(Labeled-object pointing entries)
▼
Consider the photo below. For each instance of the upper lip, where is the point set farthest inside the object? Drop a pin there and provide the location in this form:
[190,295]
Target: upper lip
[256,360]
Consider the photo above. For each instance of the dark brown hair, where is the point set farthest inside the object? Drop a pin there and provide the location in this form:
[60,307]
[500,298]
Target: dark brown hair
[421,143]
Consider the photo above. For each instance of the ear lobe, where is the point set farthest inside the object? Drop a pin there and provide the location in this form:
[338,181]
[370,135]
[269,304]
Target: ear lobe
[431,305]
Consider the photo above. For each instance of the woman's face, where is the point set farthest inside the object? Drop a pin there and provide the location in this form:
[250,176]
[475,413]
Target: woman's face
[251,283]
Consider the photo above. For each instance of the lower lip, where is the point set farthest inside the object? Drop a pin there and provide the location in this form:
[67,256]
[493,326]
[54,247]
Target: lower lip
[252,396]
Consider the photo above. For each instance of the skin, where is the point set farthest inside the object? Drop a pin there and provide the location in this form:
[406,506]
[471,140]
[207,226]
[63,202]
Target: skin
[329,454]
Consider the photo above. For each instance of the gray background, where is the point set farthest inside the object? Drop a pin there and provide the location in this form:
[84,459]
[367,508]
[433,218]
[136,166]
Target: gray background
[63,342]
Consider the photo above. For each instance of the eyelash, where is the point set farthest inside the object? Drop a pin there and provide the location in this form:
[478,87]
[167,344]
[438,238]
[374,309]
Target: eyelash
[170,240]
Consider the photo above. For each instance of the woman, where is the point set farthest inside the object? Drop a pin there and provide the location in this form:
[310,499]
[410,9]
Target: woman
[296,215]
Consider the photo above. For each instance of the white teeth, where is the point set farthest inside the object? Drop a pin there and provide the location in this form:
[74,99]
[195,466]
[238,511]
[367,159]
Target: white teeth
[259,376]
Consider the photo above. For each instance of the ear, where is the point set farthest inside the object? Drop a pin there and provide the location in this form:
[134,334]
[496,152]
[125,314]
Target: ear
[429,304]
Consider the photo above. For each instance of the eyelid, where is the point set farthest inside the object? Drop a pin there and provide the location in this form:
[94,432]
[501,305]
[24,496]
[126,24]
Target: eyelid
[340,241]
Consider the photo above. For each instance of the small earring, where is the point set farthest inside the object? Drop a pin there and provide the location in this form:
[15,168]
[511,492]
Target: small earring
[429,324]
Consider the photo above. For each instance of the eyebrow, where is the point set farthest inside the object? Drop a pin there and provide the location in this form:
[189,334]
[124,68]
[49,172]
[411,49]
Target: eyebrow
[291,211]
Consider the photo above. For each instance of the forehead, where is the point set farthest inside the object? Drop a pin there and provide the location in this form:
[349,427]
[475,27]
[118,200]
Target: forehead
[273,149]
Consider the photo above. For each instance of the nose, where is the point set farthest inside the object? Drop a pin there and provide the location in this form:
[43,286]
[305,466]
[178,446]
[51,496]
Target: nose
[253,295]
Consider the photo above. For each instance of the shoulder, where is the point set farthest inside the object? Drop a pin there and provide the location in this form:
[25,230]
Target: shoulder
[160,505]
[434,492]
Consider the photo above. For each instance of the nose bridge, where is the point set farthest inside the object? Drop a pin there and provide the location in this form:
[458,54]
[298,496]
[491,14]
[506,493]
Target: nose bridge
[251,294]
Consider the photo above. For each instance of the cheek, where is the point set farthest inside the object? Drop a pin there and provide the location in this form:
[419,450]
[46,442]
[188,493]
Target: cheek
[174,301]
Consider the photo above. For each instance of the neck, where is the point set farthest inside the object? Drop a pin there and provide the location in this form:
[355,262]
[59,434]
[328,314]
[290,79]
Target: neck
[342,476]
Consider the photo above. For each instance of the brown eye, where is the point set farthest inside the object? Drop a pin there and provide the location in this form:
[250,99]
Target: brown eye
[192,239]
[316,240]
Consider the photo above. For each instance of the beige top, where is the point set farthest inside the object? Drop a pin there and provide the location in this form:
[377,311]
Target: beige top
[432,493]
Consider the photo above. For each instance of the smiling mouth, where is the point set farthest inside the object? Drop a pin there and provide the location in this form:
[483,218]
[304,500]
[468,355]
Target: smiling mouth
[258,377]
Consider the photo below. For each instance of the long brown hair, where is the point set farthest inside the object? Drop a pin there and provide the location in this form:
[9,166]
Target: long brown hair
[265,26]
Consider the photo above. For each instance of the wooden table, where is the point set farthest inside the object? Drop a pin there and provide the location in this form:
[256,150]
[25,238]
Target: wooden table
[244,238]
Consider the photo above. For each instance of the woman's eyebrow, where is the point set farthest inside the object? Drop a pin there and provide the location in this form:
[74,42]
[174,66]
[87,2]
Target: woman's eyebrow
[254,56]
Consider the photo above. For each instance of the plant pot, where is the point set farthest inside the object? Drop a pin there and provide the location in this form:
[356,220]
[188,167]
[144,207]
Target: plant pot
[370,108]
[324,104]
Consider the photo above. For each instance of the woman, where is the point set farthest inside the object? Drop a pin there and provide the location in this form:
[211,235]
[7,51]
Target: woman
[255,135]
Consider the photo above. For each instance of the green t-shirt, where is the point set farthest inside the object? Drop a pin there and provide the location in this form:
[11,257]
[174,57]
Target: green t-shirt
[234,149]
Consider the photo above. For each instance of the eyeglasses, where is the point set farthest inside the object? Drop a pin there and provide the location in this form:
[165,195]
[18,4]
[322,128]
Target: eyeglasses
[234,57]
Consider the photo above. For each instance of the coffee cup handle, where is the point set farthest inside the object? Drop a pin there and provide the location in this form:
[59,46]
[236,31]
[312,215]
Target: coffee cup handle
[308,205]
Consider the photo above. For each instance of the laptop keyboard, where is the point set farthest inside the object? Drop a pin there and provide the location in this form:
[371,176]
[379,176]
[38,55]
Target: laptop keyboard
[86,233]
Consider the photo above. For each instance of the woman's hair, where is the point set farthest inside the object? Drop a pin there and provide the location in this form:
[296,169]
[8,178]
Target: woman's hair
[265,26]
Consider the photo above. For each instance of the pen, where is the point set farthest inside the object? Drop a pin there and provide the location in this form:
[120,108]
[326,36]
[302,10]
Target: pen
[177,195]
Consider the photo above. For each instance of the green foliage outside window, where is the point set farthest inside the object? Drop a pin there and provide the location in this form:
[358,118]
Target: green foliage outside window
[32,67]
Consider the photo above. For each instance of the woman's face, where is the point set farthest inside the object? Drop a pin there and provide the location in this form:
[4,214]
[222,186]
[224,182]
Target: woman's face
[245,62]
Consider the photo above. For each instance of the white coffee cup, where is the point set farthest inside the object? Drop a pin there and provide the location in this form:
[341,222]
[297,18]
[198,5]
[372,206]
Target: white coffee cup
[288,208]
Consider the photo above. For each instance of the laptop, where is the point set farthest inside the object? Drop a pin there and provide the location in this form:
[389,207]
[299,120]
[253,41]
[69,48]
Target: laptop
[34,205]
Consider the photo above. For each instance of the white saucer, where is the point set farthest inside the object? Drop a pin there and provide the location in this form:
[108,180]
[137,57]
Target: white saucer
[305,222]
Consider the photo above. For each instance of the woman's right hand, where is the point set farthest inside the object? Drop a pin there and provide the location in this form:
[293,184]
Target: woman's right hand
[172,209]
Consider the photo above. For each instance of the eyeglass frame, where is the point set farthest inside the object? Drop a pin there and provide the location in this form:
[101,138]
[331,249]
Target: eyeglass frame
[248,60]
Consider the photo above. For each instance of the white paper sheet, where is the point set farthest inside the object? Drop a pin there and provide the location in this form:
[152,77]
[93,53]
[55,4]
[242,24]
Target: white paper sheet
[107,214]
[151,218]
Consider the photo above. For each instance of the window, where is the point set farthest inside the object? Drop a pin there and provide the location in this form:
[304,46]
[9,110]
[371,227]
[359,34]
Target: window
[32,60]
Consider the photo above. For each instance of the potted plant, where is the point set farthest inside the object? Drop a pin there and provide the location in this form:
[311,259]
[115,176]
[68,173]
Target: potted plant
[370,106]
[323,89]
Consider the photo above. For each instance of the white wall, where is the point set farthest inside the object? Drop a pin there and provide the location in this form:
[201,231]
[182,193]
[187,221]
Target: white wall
▲
Problem description: With both ends included, please retype exactly the lines from the line containing "Consider the photo above. For each instance of the window, where" to the final line of the data.

Result for this task:
Consider the photo above. For each instance of the window, where is the point set farthest inside the object? Drop a pin there and provide the location in this form:
[304,46]
[9,110]
[371,227]
[359,34]
Target: window
[32,60]
Consider the photo above. For each instance of the potted plant, where is the point set farthest inside the object? Drop a pin there and provide the location in this form:
[311,259]
[115,176]
[68,173]
Target: potted plant
[370,106]
[323,89]
Consider the photo above. For each instance of the white wall, where is the point set farthest inside the object? Drop a pin there and provide the location in this form:
[201,231]
[182,193]
[187,221]
Target: white wall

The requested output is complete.